WHAT IS EXPECTED:
Present the lines below as a Markdown table with the columns "Row" and "Line," numbering each row and omitting blank lines. Leave the pictures out of the table.

Excerpts from a location annotation dataset:
________________

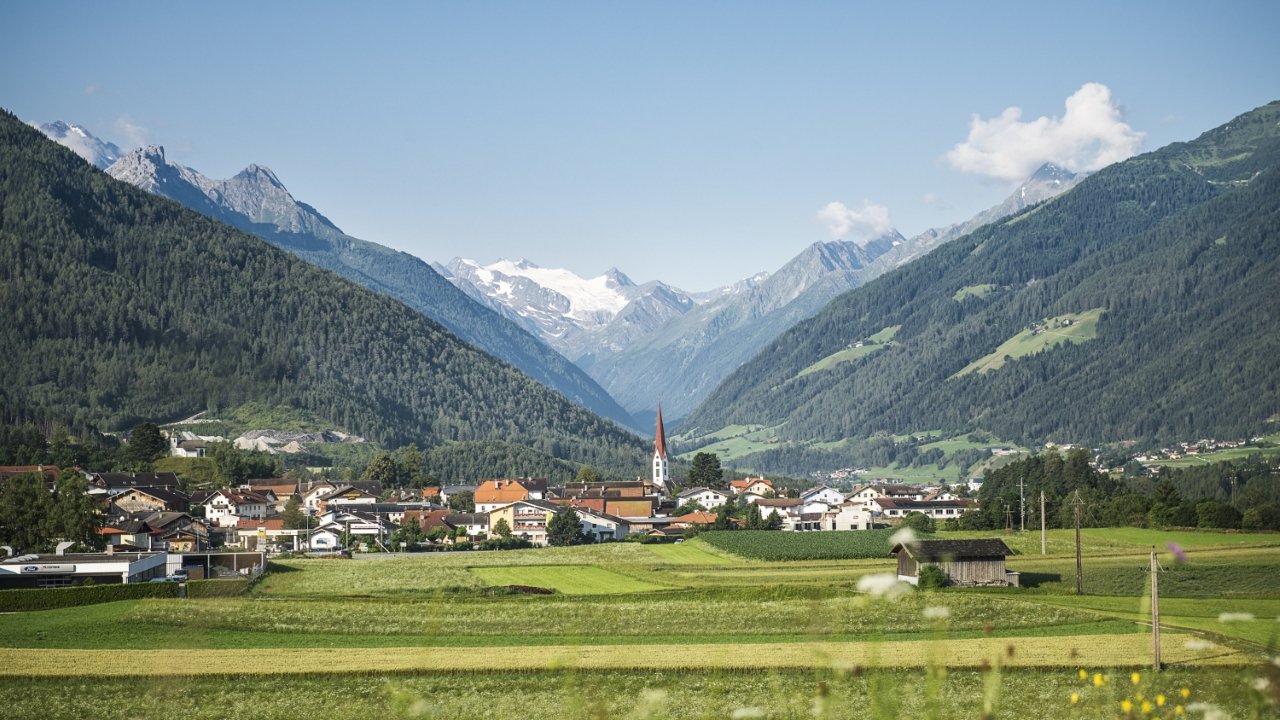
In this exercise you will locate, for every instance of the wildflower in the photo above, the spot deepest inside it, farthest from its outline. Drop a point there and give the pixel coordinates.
(1235, 618)
(937, 613)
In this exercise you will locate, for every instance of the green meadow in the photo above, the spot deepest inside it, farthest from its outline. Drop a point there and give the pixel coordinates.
(707, 628)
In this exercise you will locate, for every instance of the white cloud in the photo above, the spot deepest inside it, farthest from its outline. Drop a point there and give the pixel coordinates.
(863, 224)
(133, 133)
(1089, 136)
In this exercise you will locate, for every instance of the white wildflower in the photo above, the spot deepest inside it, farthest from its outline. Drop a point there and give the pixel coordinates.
(937, 613)
(1211, 711)
(1235, 618)
(904, 536)
(883, 584)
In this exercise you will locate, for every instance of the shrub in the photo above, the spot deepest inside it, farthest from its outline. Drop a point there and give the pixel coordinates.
(50, 598)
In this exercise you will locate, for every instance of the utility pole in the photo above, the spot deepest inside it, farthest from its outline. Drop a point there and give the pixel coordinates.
(1155, 611)
(1022, 502)
(1079, 565)
(1042, 522)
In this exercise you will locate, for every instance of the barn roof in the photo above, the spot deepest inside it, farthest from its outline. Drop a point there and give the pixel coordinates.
(954, 550)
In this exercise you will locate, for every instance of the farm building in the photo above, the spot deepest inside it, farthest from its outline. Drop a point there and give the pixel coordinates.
(964, 561)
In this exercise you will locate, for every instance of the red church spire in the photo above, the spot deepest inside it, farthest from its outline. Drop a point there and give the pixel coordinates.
(659, 441)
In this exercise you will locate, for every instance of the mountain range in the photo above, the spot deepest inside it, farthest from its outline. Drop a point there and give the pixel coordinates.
(653, 341)
(256, 201)
(126, 306)
(1142, 306)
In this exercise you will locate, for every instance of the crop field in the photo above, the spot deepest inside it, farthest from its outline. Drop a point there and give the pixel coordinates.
(763, 545)
(708, 628)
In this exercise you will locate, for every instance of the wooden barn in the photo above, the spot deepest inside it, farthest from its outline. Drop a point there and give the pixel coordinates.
(965, 563)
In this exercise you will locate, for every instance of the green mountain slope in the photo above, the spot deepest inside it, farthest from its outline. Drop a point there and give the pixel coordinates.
(1180, 251)
(122, 306)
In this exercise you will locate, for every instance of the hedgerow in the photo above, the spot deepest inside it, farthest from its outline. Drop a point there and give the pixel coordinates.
(768, 545)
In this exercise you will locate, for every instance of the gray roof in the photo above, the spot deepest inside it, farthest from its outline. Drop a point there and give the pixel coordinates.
(954, 550)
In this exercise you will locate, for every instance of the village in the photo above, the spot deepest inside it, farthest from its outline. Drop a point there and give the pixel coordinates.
(150, 513)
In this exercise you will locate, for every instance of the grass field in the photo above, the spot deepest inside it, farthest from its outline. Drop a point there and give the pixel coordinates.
(1052, 332)
(680, 630)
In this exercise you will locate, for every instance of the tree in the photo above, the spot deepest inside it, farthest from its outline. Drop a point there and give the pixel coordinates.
(565, 528)
(462, 501)
(293, 516)
(705, 470)
(382, 470)
(146, 445)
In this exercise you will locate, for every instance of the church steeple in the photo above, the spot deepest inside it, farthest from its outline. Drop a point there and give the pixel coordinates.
(661, 472)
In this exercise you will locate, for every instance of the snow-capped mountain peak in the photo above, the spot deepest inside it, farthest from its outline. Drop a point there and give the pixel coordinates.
(96, 151)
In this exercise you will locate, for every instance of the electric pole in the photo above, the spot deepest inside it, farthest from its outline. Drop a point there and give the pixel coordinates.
(1079, 565)
(1042, 522)
(1155, 611)
(1022, 502)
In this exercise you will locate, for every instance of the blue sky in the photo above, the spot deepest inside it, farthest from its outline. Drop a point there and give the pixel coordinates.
(693, 142)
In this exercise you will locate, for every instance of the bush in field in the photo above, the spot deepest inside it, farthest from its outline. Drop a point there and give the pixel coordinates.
(932, 578)
(764, 545)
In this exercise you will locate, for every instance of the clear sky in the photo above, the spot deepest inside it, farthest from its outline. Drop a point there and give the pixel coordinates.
(694, 142)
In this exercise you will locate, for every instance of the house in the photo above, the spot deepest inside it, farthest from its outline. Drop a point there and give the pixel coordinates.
(878, 490)
(312, 493)
(526, 519)
(963, 561)
(599, 527)
(151, 500)
(823, 493)
(346, 496)
(475, 523)
(892, 509)
(759, 486)
(494, 493)
(451, 491)
(225, 507)
(784, 506)
(707, 497)
(115, 483)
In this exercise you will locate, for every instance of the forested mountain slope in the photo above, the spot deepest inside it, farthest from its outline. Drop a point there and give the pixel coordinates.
(1168, 268)
(256, 201)
(122, 306)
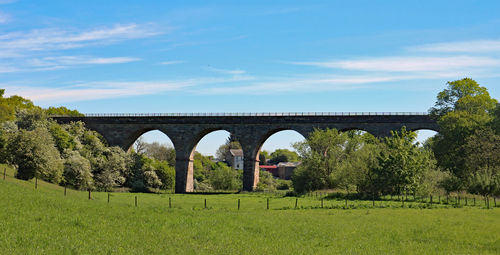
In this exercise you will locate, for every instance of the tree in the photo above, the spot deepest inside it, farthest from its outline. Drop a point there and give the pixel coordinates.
(483, 162)
(63, 139)
(109, 168)
(77, 171)
(224, 151)
(35, 155)
(264, 157)
(224, 178)
(451, 98)
(460, 109)
(62, 111)
(140, 145)
(9, 106)
(401, 164)
(283, 155)
(159, 152)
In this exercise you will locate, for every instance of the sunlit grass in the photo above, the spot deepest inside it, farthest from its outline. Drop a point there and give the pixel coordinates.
(44, 221)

________________

TASK RESPONSE:
| Row | Line |
|---|---|
| 1 | In this exercise you will locate, for every instance of the wildflower in the photo above, the spot deepest inside it, farthest from its outline. Drop a point there and give the pixel coordinates. |
| 2 | (1235, 618) |
| 3 | (937, 613) |
| 4 | In this exercise you will locate, for every instance of the green meadow in the photo above, the spot deepest inside it, farthest from its outline. Drop a point there and give the pixel coordinates. |
| 5 | (707, 628) |
| 6 | In this exercise you will locate, for every instance of the white cloud in the photo above, the spot deepest inside it, farthest from its outline. Drop a point there and give the pixel coordinates. |
| 7 | (863, 224) |
| 8 | (133, 133) |
| 9 | (1089, 136) |
| 10 | In this exercise you will locate, for every instance of the white wildflower in the photo above, the spot deepest inside it, farthest from its outline. Drop a point there and give the pixel coordinates. |
| 11 | (937, 613) |
| 12 | (1211, 711) |
| 13 | (1235, 618) |
| 14 | (904, 536) |
| 15 | (883, 584) |
| 16 | In this exercise you will locate, for every instance of the shrub in the photo above, the spot deepest inside it, farthest from its outline. Drop a point there and give the pixel coordinates. |
| 17 | (50, 598) |
| 18 | In this exercise you will locate, for every instance of the utility pole in the photo above, the spot deepest inside it, farthest from its outline. Drop a point there and give the pixel coordinates. |
| 19 | (1155, 611) |
| 20 | (1022, 502) |
| 21 | (1079, 565) |
| 22 | (1042, 522) |
| 23 | In this exercise you will locate, for every instance of the barn roof in the photo above, the spot deepest inside it, farthest from its outline. Drop a point there and give the pixel coordinates. |
| 24 | (954, 550) |
| 25 | In this exercise you will locate, for every instance of the farm building in the photo above, the spot deepest inside it, farthest from its outline. Drop a point there and give the pixel coordinates. |
| 26 | (964, 561) |
| 27 | In this exercise you will locate, for every instance of the red church spire in the photo above, the spot deepest inside it, farthest from its outline. Drop a point there and give the pixel coordinates. |
| 28 | (659, 441) |
| 29 | In this exercise you will locate, for every instance of the mountain range in the photo above, the spot deepest inside it, farthest from its outline. Drop a point there and give the pixel coordinates. |
| 30 | (653, 341) |
| 31 | (256, 201) |
| 32 | (126, 306) |
| 33 | (1142, 306) |
| 34 | In this exercise you will locate, for every instance of the crop field in the photo above, the spot deepest inside it, farthest from its outline. Drop a point there and give the pixel coordinates. |
| 35 | (763, 545) |
| 36 | (708, 628) |
| 37 | In this exercise you will locate, for every instance of the wooden barn in the photo above, the spot deepest inside it, farthest from its outline. Drop a point there and give the pixel coordinates. |
| 38 | (965, 563) |
| 39 | In this exercise you will locate, for every instance of the green mountain slope in the photo above, the spot deepest inside it, farthest from its outline. Drop a point there and give the pixel coordinates. |
| 40 | (1180, 251) |
| 41 | (122, 306) |
| 42 | In this exercise you will locate, for every instance of the hedgerow in the photo above, the spot deepest inside it, farthest from its outline. Drop a point there and give the pixel coordinates. |
| 43 | (768, 545) |
| 44 | In this exercise you will locate, for every instance of the gray roof in the photo above, the spot deepest inside it, farthest from its outline. Drop a point there and give the pixel coordinates. |
| 45 | (954, 550) |
| 46 | In this exercise you will locate, for every instance of the village in the photo above, the spot deepest inside it, farthest from its outline. Drop a point there and give the pixel coordinates. |
| 47 | (150, 513) |
| 48 | In this exercise you will locate, for every instance of the grass field in the photo above, the spot deepest inside it, farthest from its outline. Drop a point there and give the pixel coordinates. |
| 49 | (1052, 332) |
| 50 | (680, 630) |
| 51 | In this exercise you will locate, for every instance of the tree in the photo above, the spot deepest inside it, farthest from its outline. Drop a point there and give the pixel coordinates. |
| 52 | (565, 528) |
| 53 | (462, 501) |
| 54 | (293, 516) |
| 55 | (705, 470) |
| 56 | (382, 470) |
| 57 | (146, 445) |
| 58 | In this exercise you will locate, for every instance of the church steeple in the photo above, the spot deepest inside it, farthest from its outline. Drop a point there and give the pixel coordinates. |
| 59 | (661, 472) |
| 60 | In this exercise you will locate, for every instance of the snow-capped mountain peak in the photo above, the spot deepest inside it, farthest from its outline. Drop a point there and give the pixel coordinates. |
| 61 | (96, 151) |
| 62 | In this exercise you will locate, for every instance of the electric pole in the photo above, the spot deepest inside it, farthest from its outline. Drop a point there and give the pixel coordinates. |
| 63 | (1079, 565) |
| 64 | (1042, 522) |
| 65 | (1155, 611) |
| 66 | (1022, 502) |
| 67 | In this exercise you will locate, for every instance of the blue sky in the photo above, the spot deepest inside it, farthest from its outline. Drop a point there and give the pixel coordinates. |
| 68 | (693, 142) |
| 69 | In this exercise you will locate, for every instance of the bush in field in the photo above, the spot deepest inside it, farthest from its outline. Drop a point there and give the pixel coordinates. |
| 70 | (932, 578) |
| 71 | (764, 545) |
| 72 | In this exercise you will locate, for every instance of the clear sky in the photo above, the spot deepest inside it, farthest from its outline. Drop a point there and give the pixel coordinates. |
| 73 | (694, 142) |
| 74 | In this exercise you will locate, for every instance of the house in the photo above, the spot deepest inside it, farthest from its outline. Drop a point there and give the pixel coordinates. |
| 75 | (878, 490) |
| 76 | (312, 493) |
| 77 | (526, 519) |
| 78 | (963, 561) |
| 79 | (599, 527) |
| 80 | (151, 500) |
| 81 | (823, 493) |
| 82 | (346, 496) |
| 83 | (475, 523) |
| 84 | (892, 509) |
| 85 | (759, 486) |
| 86 | (494, 493) |
| 87 | (451, 491) |
| 88 | (225, 507) |
| 89 | (784, 506) |
| 90 | (707, 497) |
| 91 | (115, 483) |
| 92 | In this exercise you will locate, for every instance of the forested mountain slope in the photo above, the spot deepest inside it, farthest from its outline. Drop a point there and give the pixel coordinates. |
| 93 | (1168, 268) |
| 94 | (256, 201) |
| 95 | (122, 306) |
| 96 | In this exercise you will locate, for every instance of the tree in the photo above, the spot deepest inside it, farthest from its outline. Drop a point there and give the pixel coordinates. |
| 97 | (483, 162) |
| 98 | (63, 139) |
| 99 | (109, 168) |
| 100 | (77, 171) |
| 101 | (224, 151) |
| 102 | (35, 155) |
| 103 | (264, 157) |
| 104 | (224, 178) |
| 105 | (451, 98) |
| 106 | (460, 109) |
| 107 | (62, 111) |
| 108 | (140, 145) |
| 109 | (9, 106) |
| 110 | (401, 164) |
| 111 | (283, 155) |
| 112 | (159, 152) |
| 113 | In this exercise you will locate, for every instance of the sunlit grass in the photo above, the spot deepest inside it, farthest from its outline. Drop a point there and give the pixel coordinates. |
| 114 | (44, 221) |